* BEGIN *

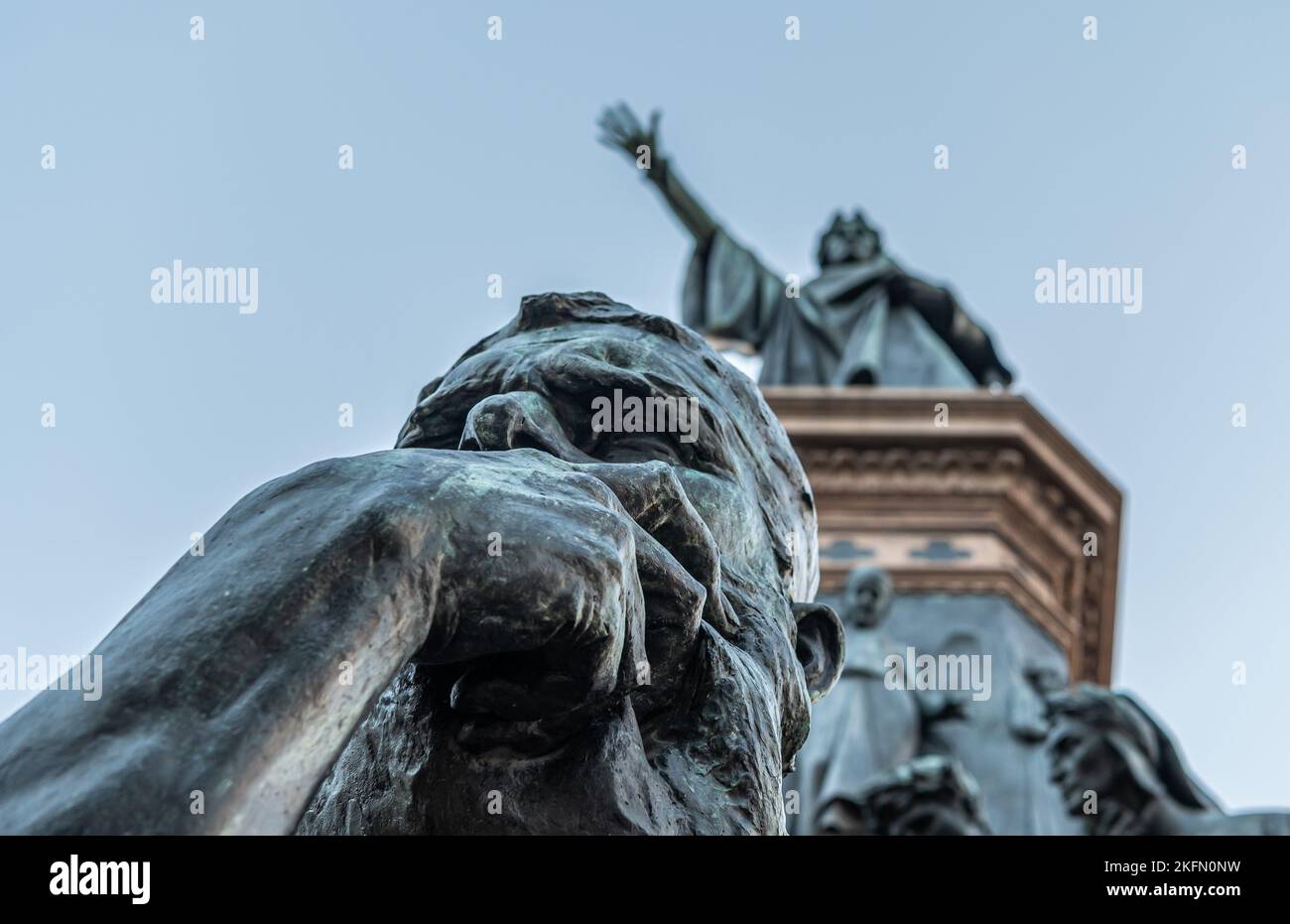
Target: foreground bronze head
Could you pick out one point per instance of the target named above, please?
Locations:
(564, 626)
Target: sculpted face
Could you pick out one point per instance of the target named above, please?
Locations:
(701, 741)
(868, 597)
(847, 240)
(1083, 761)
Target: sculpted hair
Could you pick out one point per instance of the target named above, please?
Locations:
(1107, 713)
(730, 402)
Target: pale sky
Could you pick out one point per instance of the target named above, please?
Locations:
(476, 158)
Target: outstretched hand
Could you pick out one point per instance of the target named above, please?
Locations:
(623, 132)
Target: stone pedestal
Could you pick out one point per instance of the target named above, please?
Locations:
(963, 493)
(987, 519)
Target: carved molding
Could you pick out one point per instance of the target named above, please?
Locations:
(882, 471)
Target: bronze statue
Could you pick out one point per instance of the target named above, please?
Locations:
(1120, 772)
(516, 621)
(863, 321)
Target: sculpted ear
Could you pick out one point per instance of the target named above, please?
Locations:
(821, 647)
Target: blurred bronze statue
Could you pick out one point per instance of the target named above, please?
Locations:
(864, 321)
(1120, 772)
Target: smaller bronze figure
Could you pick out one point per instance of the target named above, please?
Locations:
(930, 795)
(864, 321)
(1118, 770)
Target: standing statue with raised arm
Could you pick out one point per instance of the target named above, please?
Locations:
(863, 321)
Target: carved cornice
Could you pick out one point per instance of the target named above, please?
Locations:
(984, 469)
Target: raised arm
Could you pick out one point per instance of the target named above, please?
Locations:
(623, 132)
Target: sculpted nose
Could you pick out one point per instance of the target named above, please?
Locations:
(517, 420)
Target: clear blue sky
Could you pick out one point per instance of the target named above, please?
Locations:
(477, 156)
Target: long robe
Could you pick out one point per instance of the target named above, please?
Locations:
(842, 328)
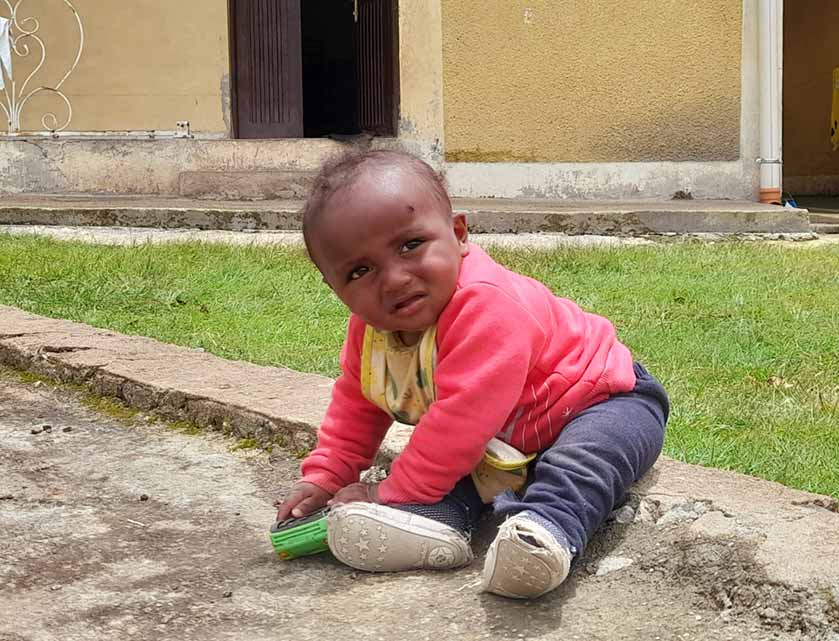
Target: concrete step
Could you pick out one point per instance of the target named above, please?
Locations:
(245, 185)
(491, 215)
(825, 222)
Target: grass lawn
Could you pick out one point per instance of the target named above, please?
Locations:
(745, 337)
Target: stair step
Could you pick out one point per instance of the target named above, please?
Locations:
(245, 185)
(490, 215)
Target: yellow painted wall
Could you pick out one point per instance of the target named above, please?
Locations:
(811, 51)
(146, 63)
(582, 81)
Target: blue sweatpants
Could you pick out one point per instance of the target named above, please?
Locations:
(585, 473)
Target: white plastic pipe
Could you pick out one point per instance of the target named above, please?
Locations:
(770, 66)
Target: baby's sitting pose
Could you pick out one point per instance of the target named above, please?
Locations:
(521, 400)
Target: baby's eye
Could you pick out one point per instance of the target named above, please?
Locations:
(411, 244)
(357, 273)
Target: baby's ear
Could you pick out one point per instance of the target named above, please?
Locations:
(461, 232)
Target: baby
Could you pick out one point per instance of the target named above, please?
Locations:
(520, 399)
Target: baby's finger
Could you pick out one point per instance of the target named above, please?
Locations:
(309, 504)
(285, 508)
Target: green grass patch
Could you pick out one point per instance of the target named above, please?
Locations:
(745, 337)
(108, 406)
(245, 444)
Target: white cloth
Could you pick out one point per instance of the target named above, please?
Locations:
(5, 50)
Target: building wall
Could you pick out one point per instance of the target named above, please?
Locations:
(580, 81)
(811, 52)
(146, 64)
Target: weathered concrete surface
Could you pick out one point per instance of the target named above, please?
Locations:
(701, 554)
(494, 215)
(245, 185)
(266, 403)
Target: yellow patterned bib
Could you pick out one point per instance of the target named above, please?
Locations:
(399, 378)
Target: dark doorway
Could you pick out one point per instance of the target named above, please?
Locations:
(266, 61)
(314, 68)
(330, 69)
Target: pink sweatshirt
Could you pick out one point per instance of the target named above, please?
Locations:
(513, 361)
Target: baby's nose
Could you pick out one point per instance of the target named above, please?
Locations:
(396, 278)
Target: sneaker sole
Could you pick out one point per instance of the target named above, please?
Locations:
(376, 538)
(518, 573)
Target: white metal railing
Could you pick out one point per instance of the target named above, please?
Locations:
(19, 38)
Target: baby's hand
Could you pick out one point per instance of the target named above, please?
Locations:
(367, 492)
(303, 499)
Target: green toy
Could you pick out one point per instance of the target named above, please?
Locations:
(296, 537)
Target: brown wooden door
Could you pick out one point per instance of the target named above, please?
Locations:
(376, 29)
(268, 69)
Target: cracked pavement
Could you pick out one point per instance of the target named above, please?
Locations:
(126, 529)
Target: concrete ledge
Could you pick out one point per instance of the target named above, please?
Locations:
(245, 185)
(776, 540)
(484, 215)
(272, 405)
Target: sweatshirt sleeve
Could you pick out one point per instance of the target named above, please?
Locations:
(488, 343)
(353, 427)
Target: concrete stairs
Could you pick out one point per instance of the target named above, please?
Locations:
(245, 185)
(490, 215)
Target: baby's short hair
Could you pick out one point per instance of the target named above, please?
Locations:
(343, 171)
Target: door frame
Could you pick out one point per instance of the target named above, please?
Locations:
(233, 82)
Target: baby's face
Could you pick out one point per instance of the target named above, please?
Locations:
(390, 249)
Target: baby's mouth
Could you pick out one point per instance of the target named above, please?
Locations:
(408, 302)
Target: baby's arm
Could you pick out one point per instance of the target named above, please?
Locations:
(348, 438)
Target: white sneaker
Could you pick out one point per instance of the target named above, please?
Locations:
(524, 561)
(378, 538)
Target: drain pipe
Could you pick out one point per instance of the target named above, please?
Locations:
(770, 64)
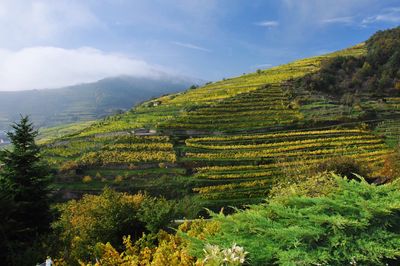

* END *

* **WHAT NEEDS TO BE DONE**
Gather every line of the listing that contains the word "yellow", and copy each one.

* **FULL OUTPUT**
Target: yellow painted wall
Target: yellow patterned bib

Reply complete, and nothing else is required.